[start of SOURCE DOCUMENT]

Jayson Jacoby
The Baker City Herald



It's not just the shooting that will draw competitors to the Powder River Practical Shooters (PRPS) Match on Sunday, according to organizers.

The contest requires shooters to develop a strategy that capitalizes on safety, speed and accuracy as they move through five different courses.

"As soon as that bell goes off, you forget everything else," says Ray Merritt, match director and the club's vice president, who says he's found the competition highly addicting.

The event combines the elements of movement, a race against the clock and the goal of accuracy on the target, he said.

"And plus it's a good group of folks," adds Ray Berryman, who joined the group when it organized a year ago and serves as the club's president.

Both Merritt and Berryman bring a lifetime of shooting to the sport and say the competition is a good way to keep their skills sharp.

Merritt retired from his job with the Baker School District in 2006 and Berryman retired from the Oregon State Police in 1999 after a 25-year career.

The two served together in the Oregon National Guard before they both retired from military service as well - Berryman in 2007 after 38 years and Merritt in 2000 after 25 years.

"I've always been interested in firearms - as a hunter and sportsman, military and police," Berryman said.

"It all brought me to the sport," Berryman said.

The event is regulated by trained range officers who monitor all shooters as they travel through the course with a handgun aimed at a combination of metal knock-down targets and paper targets.

Merritt and his wife, Eris, were the only trained range officers when the Baker City club organized last year. But five others, including Berryman, were trained and will be ready for this year's contests.

Last season, five bays were carved out of the grounds of the Powder River Sportsmen's Club's Virtue Flat Shooting Range, six miles east of Baker City. Steve Ritch, who operates Steve Ritch Environmental and Construction, donated his time, a crew and equipment to develop the course.

"If it wasn't for him we wouldn't be having this match," Berryman said, who also credits the Merritts with getting the club organized.

In his role as match director, Ray Merritt says he works to provide a course that is exciting and challenging.

"We shoot five events, each giving the shooter different opportunities to compete for time against themselves and for points," Berryman, said.

[end of SOURCE DOCUMENT]

**TASKS TO CARRY OUT**
1. Shorten the paragraph of the shooting-match article that begins "Last season, five bays" into one sentence that keeps its main facts.
2. Transcribe the shooting-match article from "Jayson Jacoby" up to and including "competition highly addicting.".

[start of DATASET CONTENT]

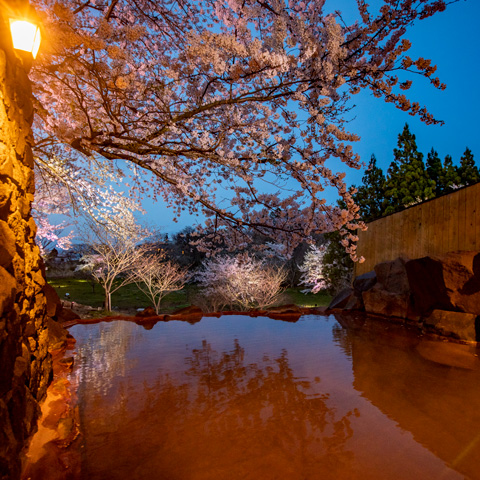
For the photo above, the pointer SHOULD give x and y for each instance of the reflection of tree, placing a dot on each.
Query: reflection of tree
(228, 420)
(101, 358)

[end of DATASET CONTENT]

**ANSWERS IN ORDER**
1. Last season, five bays were built at the Powder River Sportsmen's Club's Virtue Flat Shooting Range, six miles east of Baker City, with Steve Ritch of Steve Ritch Environmental and Construction donating his time, a crew and equipment to develop the course.

2.
Jayson Jacoby
The Baker City Herald



It's not just the shooting that will draw competitors to the Powder River Practical Shooters (PRPS) Match on Sunday, according to organizers.

The contest requires shooters to develop a strategy that capitalizes on safety, speed and accuracy as they move through five different courses.

"As soon as that bell goes off, you forget everything else," says Ray Merritt, match director and the club's vice president, who says he's found the competition highly addicting.